General Nuclear Response: The last phase or stage more or less corresponded to the mutual assured destruction scenario. The total nuclear attack on the communist world likely resulting in a Soviet response in kind if it had not already done so.

===Development of the strategic triad===

By 1960, the United States had three means of strategic forces: ICBMs, SLBMs, and strategic bombers. This triad made it possible for the United States to impose unacceptable damage to the Soviet Union with one strategic force independent of the other two forces. These different forces had their advantages and disadvantages:
- Bombers could deliver large payloads and strike with great accuracy, but were slow, vulnerable while on the ground, and could be shot down (though the development of various stand-off missiles reduced the risk of a shoot-down); they had the advantage of preservation via quick movement away from their bases during a crisis.
- ICBMs were safe in their underground silos while on the ground (that is, until the accuracy of their opposing missiles improved), but were in the early 1960s less accurate than bombers and could not be called back when launched.
- Submarines were in the early 1960s the least vulnerable (that is, as long as new anti-submarine technologies were not invented) but were also the least accurate and communication could be poor at times.
Each of these force structures provided the United States with different options to tailor their response to the situation. The flexible response doctrine would preserve the strategic triad, despite pressures to cut costs.

===Assured destruction===
The strategic doctrine for Kennedy's Flexible response was Assured Destruction. Flexible response made second strike capability its guiding principle of deterrence. In the event of Soviet nuclear aggression, the Soviets would know that enough U.S. nuclear capability would survive their strike to destroy their cities and industry. Robert McNamara argued for the definition of what was "unacceptable" to the enemy as the destruction of 50% of industry and 25% of the population. Deterrence depended on influence to show that violence and aggression did not pay, and being explicit about the level of destruction the US was willing to inflict on the enemy was one way to illustrate this point. Assured Destruction relied on deterrence by punishment, precision, and credibility.

- _RECORD SET_:
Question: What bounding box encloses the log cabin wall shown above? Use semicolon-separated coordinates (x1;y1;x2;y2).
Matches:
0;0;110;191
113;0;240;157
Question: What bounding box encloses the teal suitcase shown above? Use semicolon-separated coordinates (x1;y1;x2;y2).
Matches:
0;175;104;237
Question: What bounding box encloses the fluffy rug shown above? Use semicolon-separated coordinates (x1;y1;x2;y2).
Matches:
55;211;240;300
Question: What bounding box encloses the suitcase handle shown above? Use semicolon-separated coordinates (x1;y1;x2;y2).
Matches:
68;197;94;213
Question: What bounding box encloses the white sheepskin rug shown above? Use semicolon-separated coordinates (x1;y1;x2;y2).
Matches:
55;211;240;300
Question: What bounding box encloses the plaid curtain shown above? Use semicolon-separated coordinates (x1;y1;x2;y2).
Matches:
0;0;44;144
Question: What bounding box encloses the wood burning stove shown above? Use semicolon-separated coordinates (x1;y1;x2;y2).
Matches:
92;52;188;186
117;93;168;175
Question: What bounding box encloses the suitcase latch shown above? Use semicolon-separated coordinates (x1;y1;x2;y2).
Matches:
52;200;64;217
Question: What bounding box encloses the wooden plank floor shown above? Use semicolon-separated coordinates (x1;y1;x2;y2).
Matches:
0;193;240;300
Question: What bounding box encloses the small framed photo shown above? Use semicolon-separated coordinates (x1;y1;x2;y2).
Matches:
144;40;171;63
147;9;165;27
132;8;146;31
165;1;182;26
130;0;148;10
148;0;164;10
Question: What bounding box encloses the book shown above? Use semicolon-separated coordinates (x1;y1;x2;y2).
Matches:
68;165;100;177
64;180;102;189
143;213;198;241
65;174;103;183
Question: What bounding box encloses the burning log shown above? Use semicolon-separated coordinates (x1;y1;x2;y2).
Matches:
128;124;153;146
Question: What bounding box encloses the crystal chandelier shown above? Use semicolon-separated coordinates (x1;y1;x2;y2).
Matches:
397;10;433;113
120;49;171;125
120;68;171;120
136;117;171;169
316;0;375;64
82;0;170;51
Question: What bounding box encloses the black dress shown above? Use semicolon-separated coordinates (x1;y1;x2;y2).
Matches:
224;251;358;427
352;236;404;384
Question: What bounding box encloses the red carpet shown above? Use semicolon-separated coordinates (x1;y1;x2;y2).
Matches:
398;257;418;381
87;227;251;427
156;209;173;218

- _TASK ITEM_:
Continue the passage on U.S. flexible response and nuclear strategy, starting right after its final sentence.

- _RESULT FOR THIS EXERCISE_:
===No-cities doctrine===
Defense Secretary McNamara sought to limit damage to the U.S. by developing a separate strategy for offense and defense. The offensive strategy was one of Counterforce, seeking to destroy Soviet military installations and hardware and thus disable this hardware before it could be used. In a 1962 speech to the University of Michigan, Ann Arbor, McNamara announced that the U.S. would refrain from striking countervalue targets (cities) early in nuclear war, reserving such force later in war should the Soviets not show similar restraint. This would not only induce the Soviets to spare American cities, but would secure the United States bargaining advantage by holding hostage something that the Soviets might want to keep.

The defensive strategy involved developing a system to intercept incoming Soviet missiles. Bombers could be easily shot down, but missiles still remained a credible threat. As a result, the United States began developing an anti-ballistic missile program, modifying its Nike missiles to intercept incoming missiles. Ultimately, however, this program was abandoned by the adoption of the anti-ballistic missile treaty.

==Conventional responses==
Importance was placed on counterinsurgency and the development of unconventional military forces, unconventional tactics, and civic action programs.

===Two-and-a-half war doctrine===
Part of Flexible response was the strategy of being able to fight over the entire spectrum of violence by developing diverse forces for different types of warfare. This meant being able to fight multiple wars simultaneously; specifically, the US should have the peacetime capability to fight two large regional wars and a small brushfire war at the same time. The consequence of this was to increase recruiting, investment, and research for the US force posture.